#### [阅读节选]

☆ ☆ ☆

从Facebook动态打开原生iOS应用

使用Facebook的SDK，我正在分享一个类型为“video.watches”的FBSDKShareOpenGraphObject和FBSDKShareOpenGraphAction。一切顺利，帖子出现在Facebook的Feed上，但如果我点击应用程序名称，会出现错误。这是我用来分享的代码：

FBSDKShareOpenGraphObject *object = [FBSDKShareOpenGraphObject objectWithProperties:@{@"og:type": @"video.other",
                                                                                              @"og:title": @"TV Show",
                                                                                              @"og:image": @"http://cdn1.tnwcdn.com/wp-content/blogs.dir/1/files/2013/02/tv-set.jpg",
                                                                                              @"og:url": show_url}];

FBSDKShareOpenGraphAction *action = [[FBSDKShareOpenGraphAction alloc] init];
[action setActionType:@"video.watches"];
[action setObject:object forKey:@"video"];
[action setNumber:@(7200000) forKey:@"expires_in"];

FBSDKShareOpenGraphContent *content = [[FBSDKShareOpenGraphContent alloc] init];
[content setPreviewPropertyName:@"video"];
[content setAction:action];

_shareDialog = [[FBSDKShareDialog alloc] init];
_shareDialog.fromViewController = [self.delegate collectionViewControllerForCell:self];
_shareDialog.shareContent = content;
_shareDialog.delegate = self;
if ([[UIApplication sharedApplication] canOpenURL:[NSURL URLWithString:@"fbauth2://"]]){
    _shareDialog.mode = FBSDKShareDialogModeNative;
} else {
    _shareDialog.mode = FBSDKShareDialogModeAutomatic;
}
[_shareDialog show];

结果：

但是当我点击 TV Channel（框起来的那个）时，出现了这个错误：

我希望在点击该文本时能够打开原生应用程序，就像在照片上 "X 在 Instagram 上发布了一张照片" 中点击其名称时会打开 Instagram 一样。我已经在 developer.facebook.com 的应用设置中配置了 Bundle ID 和 iPhone Store ID，但没有成功。我错过了什么吗？

☆ ☆ ☆

#### [提取材料]
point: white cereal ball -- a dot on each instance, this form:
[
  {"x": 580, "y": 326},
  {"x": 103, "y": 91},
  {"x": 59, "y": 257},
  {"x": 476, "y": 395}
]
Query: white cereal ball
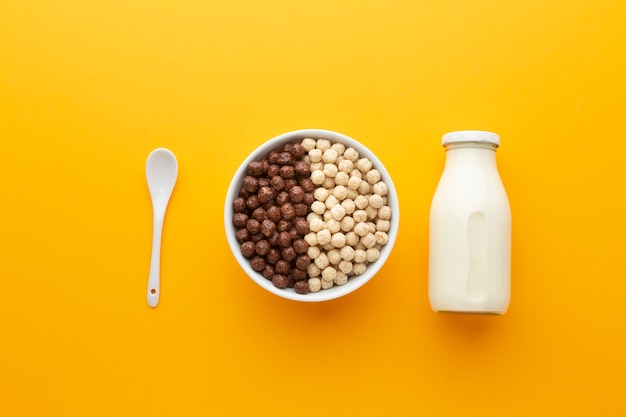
[
  {"x": 371, "y": 212},
  {"x": 345, "y": 267},
  {"x": 322, "y": 144},
  {"x": 380, "y": 188},
  {"x": 340, "y": 192},
  {"x": 330, "y": 170},
  {"x": 368, "y": 240},
  {"x": 311, "y": 216},
  {"x": 316, "y": 166},
  {"x": 315, "y": 284},
  {"x": 339, "y": 148},
  {"x": 347, "y": 253},
  {"x": 346, "y": 166},
  {"x": 331, "y": 201},
  {"x": 356, "y": 173},
  {"x": 381, "y": 238},
  {"x": 323, "y": 237},
  {"x": 354, "y": 182},
  {"x": 364, "y": 165},
  {"x": 341, "y": 278},
  {"x": 329, "y": 273},
  {"x": 337, "y": 212},
  {"x": 384, "y": 213},
  {"x": 372, "y": 254},
  {"x": 351, "y": 154},
  {"x": 315, "y": 225},
  {"x": 352, "y": 238},
  {"x": 373, "y": 176},
  {"x": 321, "y": 261},
  {"x": 327, "y": 284},
  {"x": 329, "y": 156},
  {"x": 383, "y": 225},
  {"x": 338, "y": 240},
  {"x": 318, "y": 207},
  {"x": 364, "y": 188},
  {"x": 333, "y": 226},
  {"x": 311, "y": 238},
  {"x": 313, "y": 252},
  {"x": 376, "y": 201},
  {"x": 359, "y": 216},
  {"x": 347, "y": 224},
  {"x": 328, "y": 247},
  {"x": 334, "y": 257},
  {"x": 315, "y": 155},
  {"x": 358, "y": 269},
  {"x": 328, "y": 183},
  {"x": 359, "y": 245},
  {"x": 361, "y": 202},
  {"x": 308, "y": 144},
  {"x": 361, "y": 229},
  {"x": 313, "y": 270},
  {"x": 348, "y": 205},
  {"x": 342, "y": 178},
  {"x": 359, "y": 256},
  {"x": 321, "y": 194},
  {"x": 318, "y": 177}
]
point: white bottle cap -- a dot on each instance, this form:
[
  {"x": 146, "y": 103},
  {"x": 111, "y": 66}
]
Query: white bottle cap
[{"x": 471, "y": 136}]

☆ ☆ ☆

在关于从Facebook动态打开原生iOS应用的帖子中，提问者在 developer.facebook.com 的应用设置里配置了哪两项？

Bundle ID 和 iPhone Store ID。